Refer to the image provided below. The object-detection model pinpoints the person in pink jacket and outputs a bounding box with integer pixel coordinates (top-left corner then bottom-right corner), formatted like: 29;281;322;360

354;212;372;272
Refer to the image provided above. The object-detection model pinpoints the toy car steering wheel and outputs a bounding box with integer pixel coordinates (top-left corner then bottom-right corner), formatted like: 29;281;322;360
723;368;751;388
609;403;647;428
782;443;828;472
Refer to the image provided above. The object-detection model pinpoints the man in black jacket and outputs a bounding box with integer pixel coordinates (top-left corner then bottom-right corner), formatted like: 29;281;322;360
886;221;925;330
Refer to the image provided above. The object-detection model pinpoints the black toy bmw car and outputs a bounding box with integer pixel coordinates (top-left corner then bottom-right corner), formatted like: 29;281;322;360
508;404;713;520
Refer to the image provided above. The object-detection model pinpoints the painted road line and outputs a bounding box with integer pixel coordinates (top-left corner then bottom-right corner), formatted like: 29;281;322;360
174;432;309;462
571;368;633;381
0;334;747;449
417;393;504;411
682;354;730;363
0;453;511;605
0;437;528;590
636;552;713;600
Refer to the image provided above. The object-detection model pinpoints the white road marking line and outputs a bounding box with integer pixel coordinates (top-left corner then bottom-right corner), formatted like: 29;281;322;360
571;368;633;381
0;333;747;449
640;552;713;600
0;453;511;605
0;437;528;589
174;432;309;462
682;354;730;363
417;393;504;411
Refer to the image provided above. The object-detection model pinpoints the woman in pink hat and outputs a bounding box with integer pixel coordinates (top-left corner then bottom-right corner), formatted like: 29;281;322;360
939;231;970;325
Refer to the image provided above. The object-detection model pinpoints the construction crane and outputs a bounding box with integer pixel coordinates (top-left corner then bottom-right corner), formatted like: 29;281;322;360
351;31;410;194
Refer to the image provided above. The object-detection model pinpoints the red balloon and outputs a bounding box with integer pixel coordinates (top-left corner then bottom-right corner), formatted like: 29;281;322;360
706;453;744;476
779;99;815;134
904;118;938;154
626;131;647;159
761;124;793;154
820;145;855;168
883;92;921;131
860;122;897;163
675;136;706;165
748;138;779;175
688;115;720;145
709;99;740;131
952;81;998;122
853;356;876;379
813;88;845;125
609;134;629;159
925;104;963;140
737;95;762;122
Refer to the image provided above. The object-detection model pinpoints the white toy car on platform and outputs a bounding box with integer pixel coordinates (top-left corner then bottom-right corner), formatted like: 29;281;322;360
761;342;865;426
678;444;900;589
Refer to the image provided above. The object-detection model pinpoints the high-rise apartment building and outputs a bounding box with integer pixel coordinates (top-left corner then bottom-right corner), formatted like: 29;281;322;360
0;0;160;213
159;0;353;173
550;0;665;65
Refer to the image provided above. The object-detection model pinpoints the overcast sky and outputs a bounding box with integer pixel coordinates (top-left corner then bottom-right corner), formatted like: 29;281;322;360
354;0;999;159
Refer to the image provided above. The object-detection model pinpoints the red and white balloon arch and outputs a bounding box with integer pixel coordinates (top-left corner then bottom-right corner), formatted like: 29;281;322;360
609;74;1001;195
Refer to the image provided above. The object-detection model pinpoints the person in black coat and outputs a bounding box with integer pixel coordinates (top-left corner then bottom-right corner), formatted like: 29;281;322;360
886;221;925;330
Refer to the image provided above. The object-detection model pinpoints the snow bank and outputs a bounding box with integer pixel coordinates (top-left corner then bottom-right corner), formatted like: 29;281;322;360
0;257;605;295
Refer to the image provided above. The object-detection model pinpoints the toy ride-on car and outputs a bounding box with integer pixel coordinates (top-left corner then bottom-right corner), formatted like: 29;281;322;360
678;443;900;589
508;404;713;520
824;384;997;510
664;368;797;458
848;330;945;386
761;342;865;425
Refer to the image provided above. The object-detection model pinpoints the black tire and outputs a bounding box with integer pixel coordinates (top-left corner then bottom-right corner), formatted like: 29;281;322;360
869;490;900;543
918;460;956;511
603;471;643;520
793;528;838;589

**Short problem**
How many lines in the items above contain the string "balloon"? Case counts. Give only the number.

**Response**
2